» Vorliegender Textauszug
────────

Das Highlight von Bun Cha bleibt jedoch die Brühe, welche das Gericht erst besonders macht. Um eine süße und gleichzeitig etwas sauere Brühe zu kreieren, verwendet der Koch Fischsauce, Essig und braunen Zucker. Obwohl die Zutaten simpel sind, schmeckt jede Sauce verschieden. Das Verhältnis der Elemente macht jede Bun Cha anders. Ob eine Bun Cha gut oder schlecht ist, wird also anhand der Brühe bewertet.
In der Brühe sind meist noch hauchdünn geschnittene Karotten- und Papaya-Stückchen, welche die Geschmacksvielfalt nochmals erweitern.

Ohne ein weiteres Schälchen wären vietnamesische Gerichte nicht komplett. Zu finden darin sind frischer Salat, Thai Basilikum, eine besondere Art Minze, Bananenblume und Koriander.

────────

» Datenzeilen

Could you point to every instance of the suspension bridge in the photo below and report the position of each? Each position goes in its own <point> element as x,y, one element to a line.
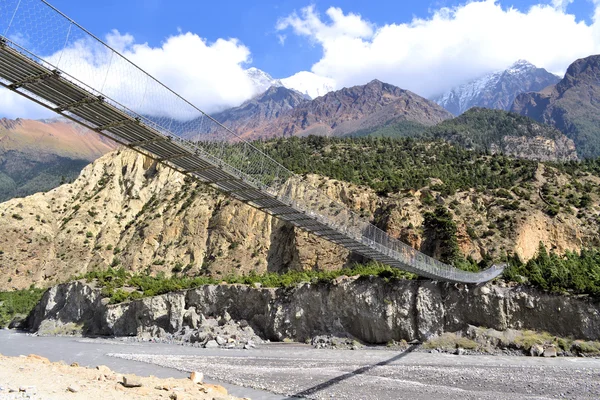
<point>51,60</point>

────────

» Übungsaufgaben
1 – Gib aus dem Text über Bun Cha alles von „Das Highlight von“ bis hinunter zu „Geschmacksvielfalt nochmals erweitern.“ wortgetreu wieder.
2 – Führe den Text über Bun Cha im Anschluss an seinen letzten Satz weiter.

» Ergebnisse je Aufgabe
1 –
Das Highlight von Bun Cha bleibt jedoch die Brühe, welche das Gericht erst besonders macht. Um eine süße und gleichzeitig etwas sauere Brühe zu kreieren, verwendet der Koch Fischsauce, Essig und braunen Zucker. Obwohl die Zutaten simpel sind, schmeckt jede Sauce verschieden. Das Verhältnis der Elemente macht jede Bun Cha anders. Ob eine Bun Cha gut oder schlecht ist, wird also anhand der Brühe bewertet.
In der Brühe sind meist noch hauchdünn geschnittene Karotten- und Papaya-Stückchen, welche die Geschmacksvielfalt nochmals erweitern.

2 –
Wann isst man Bun Cha?

In der Vergangenheit wurde dieses Gericht nur zu Mittag gegessen. Heutzutage, nachdem Läden oft von früh morgens bis spät abends geöffnet haben, kann man Bun Cha zu welcher Mahlzeit auch immer essen.

Wie isst man Bun Cha?

Es gibt eigentlich keinen falschen Weg, das zu essen. Hauptsache ist, dass man Bun Cha isst!
Wie auch immer, es gibt zwei verschiedene Möglichkeiten, das Gericht zu verspeisen: die nördliche und die südliche Variante.

Im Süden Vietnams wird generell alles und zwar wirklich so gut wie alles gerollt und „eingepackt“ wie bei einem Wrap.
Wenn du es also magst, dein Essen kompakt einzurollen, nimmst du ein großes Salatblatt, packst das Fleisch, die Nudeln und die Kräuter darauf und rollst das ganze. Jetzt dippst du das Ganze in die Brühe und nimmst einen großen Bissen.
Der größte Vorteil davon ist definitiv, dass du mit deinen Händen essen kannst und es so egal ist, wie gut du mit Essstäbchen umgehen kannst.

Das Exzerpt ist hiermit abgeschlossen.